» **Required task**
Render the lines below as a Markdown table with two columns, Row and Line, from the line with "For this challenge, identify the goose lying" up to and including the final line. Number each row and leave out blank lines.
# # # # # # #
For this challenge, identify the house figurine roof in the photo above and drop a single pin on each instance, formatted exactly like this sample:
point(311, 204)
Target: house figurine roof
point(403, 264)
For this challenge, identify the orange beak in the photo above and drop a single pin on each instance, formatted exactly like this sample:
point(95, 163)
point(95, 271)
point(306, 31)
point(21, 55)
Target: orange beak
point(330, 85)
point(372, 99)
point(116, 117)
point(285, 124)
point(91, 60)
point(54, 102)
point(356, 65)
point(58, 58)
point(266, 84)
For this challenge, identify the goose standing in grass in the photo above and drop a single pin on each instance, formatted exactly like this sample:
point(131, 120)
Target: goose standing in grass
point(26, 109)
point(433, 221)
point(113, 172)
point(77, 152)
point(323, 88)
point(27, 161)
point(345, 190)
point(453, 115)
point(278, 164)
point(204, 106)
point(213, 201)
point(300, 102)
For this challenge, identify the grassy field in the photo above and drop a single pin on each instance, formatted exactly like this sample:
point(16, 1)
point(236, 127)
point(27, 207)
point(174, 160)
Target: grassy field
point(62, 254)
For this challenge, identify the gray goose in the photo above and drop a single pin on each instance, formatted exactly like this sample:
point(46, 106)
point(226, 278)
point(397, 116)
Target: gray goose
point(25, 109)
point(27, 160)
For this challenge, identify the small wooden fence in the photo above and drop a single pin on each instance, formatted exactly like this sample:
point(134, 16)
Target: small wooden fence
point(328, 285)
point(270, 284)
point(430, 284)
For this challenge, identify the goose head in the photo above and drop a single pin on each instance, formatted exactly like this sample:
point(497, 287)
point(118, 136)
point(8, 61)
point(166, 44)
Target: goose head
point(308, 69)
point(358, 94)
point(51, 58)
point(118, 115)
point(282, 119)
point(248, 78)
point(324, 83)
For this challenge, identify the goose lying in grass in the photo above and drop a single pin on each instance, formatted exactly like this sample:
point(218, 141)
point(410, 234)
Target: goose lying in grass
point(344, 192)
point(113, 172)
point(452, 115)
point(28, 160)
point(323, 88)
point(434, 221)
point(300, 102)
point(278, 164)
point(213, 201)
# # # # # # #
» **Task answer**
| Row | Line |
|---|---|
| 1 | For this challenge, identify the goose lying in grass in the photo above and drop a single pin on each instance, formatted exactly like this sample: |
| 2 | point(218, 141) |
| 3 | point(410, 234) |
| 4 | Target: goose lying in grass |
| 5 | point(344, 192) |
| 6 | point(113, 172) |
| 7 | point(452, 115) |
| 8 | point(28, 160) |
| 9 | point(323, 88) |
| 10 | point(434, 221) |
| 11 | point(300, 102) |
| 12 | point(278, 164) |
| 13 | point(213, 201) |